* [Exercise task A]: Decide whether each statement below agrees with the legislative text on New Zealand and the Pacific: (i) the Wellington Declaration was signed on June 19, 2012; (ii) global health is named as an area of cooperation with the nations of the South Pacific; (iii) the Republic of Palau is one of the Freely Associated States. Answer yes or no for each, quoting the deciding words.
* [Exercise task B]: Set down the part of the legislative text that runs from "(B) environmental challenges" up to and including "and economic development.", copying it word for word.

* [Source]:
SEC. 211. New Zealand.

The United States Government is committed to—

(1) the Wellington Declaration, signed on November 5, 2010, which reaffirmed close ties and outlined future practical cooperation between the United States and New Zealand;

(2) the Washington Declaration, signed on June 19, 2012, which strengthened the defense relationship by providing a framework and strategic guidance for security cooperation and defense dialogues; and

(3) all related and subsequent bilateral and security agreements and arrangements between the United States and New Zealand concluded on or before the date of enactment of this Act.

SEC. 212. The Pacific Islands.

(a) In general.—It is the sense of Congress that the United States should—

(1) support strong United States engagement with the nations of the South Pacific, including Fiji, Kiribati, the Marshall Islands, the Federated States of Micronesia, Nauru, Palau, Papua New Guinea, Samoa, the Solomon Islands, Tonga, Tuvalu, and Vanuatu;

(2) deepen its cooperation with the nations of the South Pacific in areas of mutual interest, including—

(A) fisheries and marine resource conservation;

(B) environmental challenges and resilience;

(C) global health;

(D) development and trade; and

(E) people-to-people ties; and

(3) continue to provide assistance to the Pacific Islands, as appropriate, to support the rule of law, good governance, and economic development.

(b) United States-Compacts of Free Association.—It is the sense of Congress that the Compacts of Free Association entered between the United States and the Freely Associated States (Republic of Marshall Islands, the Federated States of Micronesia, and the Republic of Palau)—

(1) enhance the strategic posture of the United States in the Western Pacific;

(2) reinforce United States regional commitment;

(3) preempt potential adversaries from establishing positional advantage; and

(4) further self-governance, economic development, and self-sufficiency of the Freely Associated States.

SEC. 213. Freedom of navigation and overflight; promotion of international law.

(a) Freedom of navigation.—It is the policy of the United States—

(1) to conduct, as part of its global Freedom of Navigation Program, regular freedom of navigation, and overflight operations in the Indo-Pacific region, in accordance with applicable international law; and

(2) to promote genuine multilateral negotiations to peacefully resolve maritime disputes in the South China Sea, in accordance with applicable international law.

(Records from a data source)
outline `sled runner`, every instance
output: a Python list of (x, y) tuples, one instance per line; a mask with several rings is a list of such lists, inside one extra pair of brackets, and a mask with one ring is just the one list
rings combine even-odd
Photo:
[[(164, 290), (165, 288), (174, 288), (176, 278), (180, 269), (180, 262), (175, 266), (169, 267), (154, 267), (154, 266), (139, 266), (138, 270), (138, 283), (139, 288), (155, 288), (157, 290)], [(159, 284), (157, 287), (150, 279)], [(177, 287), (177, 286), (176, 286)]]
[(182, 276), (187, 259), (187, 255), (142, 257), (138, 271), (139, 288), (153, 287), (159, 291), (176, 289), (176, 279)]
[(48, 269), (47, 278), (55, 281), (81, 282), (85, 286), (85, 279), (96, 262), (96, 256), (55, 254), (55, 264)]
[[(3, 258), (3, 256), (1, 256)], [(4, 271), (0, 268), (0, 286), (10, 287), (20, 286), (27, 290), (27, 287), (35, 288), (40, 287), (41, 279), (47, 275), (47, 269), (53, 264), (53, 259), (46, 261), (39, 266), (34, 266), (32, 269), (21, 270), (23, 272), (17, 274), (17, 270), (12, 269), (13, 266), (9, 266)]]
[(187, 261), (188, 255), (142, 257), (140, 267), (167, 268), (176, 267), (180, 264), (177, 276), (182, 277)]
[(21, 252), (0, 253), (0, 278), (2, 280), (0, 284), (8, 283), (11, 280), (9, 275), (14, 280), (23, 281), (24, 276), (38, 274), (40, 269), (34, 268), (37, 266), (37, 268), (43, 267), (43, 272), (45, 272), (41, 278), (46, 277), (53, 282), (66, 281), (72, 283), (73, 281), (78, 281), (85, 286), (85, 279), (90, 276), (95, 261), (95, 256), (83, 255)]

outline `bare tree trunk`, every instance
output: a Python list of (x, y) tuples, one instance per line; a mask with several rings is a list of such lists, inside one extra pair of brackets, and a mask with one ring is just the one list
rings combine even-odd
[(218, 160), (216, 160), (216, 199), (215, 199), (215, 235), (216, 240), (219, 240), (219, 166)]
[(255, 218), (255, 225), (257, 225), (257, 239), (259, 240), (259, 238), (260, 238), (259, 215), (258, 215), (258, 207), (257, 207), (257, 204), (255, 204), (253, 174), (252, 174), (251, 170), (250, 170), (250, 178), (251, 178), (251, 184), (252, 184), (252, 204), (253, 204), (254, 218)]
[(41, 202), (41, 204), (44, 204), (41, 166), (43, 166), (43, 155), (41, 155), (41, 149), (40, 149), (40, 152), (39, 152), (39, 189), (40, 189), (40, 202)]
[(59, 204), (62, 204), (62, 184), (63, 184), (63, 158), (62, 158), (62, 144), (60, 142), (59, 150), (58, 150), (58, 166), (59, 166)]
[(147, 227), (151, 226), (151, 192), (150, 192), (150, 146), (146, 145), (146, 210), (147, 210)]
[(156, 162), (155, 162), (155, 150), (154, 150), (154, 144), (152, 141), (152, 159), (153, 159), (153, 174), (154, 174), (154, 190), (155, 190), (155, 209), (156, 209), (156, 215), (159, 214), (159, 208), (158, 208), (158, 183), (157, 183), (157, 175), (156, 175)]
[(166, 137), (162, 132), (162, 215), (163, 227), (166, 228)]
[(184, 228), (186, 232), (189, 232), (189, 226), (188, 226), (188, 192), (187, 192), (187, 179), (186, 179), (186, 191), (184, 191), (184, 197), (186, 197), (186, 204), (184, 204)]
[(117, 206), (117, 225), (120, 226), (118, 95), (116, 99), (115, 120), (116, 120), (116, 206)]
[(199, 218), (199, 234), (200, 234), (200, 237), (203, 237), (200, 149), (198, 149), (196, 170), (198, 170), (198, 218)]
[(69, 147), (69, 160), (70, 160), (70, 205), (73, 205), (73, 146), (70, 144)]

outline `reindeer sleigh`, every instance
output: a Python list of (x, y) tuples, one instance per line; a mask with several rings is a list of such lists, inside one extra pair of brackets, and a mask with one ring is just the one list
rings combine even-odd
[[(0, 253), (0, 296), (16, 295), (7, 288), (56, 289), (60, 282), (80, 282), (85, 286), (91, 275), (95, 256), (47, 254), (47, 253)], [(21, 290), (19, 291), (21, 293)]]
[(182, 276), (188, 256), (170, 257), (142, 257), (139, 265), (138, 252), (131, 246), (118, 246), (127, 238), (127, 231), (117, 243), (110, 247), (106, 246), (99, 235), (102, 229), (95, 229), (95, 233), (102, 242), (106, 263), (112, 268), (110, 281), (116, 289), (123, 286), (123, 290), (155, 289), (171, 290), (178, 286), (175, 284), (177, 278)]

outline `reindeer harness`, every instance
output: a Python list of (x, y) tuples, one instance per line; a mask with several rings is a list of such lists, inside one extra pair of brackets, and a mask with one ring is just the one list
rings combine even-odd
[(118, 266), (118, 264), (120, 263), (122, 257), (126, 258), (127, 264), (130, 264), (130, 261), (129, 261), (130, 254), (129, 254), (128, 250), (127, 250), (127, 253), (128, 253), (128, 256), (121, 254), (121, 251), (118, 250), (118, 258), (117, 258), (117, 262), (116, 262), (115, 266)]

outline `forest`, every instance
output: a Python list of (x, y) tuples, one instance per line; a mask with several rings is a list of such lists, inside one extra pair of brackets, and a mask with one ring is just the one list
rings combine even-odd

* [Written reply A]:
(i) No: "the Wellington Declaration, signed on November 5, 2010"
(ii) Yes: "(C) global health;"
(iii) Yes: "the Freely Associated States (Republic of Marshall Islands, the Federated States of Micronesia, and the Republic of Palau)"

* [Written reply B]:
(B) environmental challenges and resilience;

(C) global health;

(D) development and trade; and

(E) people-to-people ties; and

(3) continue to provide assistance to the Pacific Islands, as appropriate, to support the rule of law, good governance, and economic development.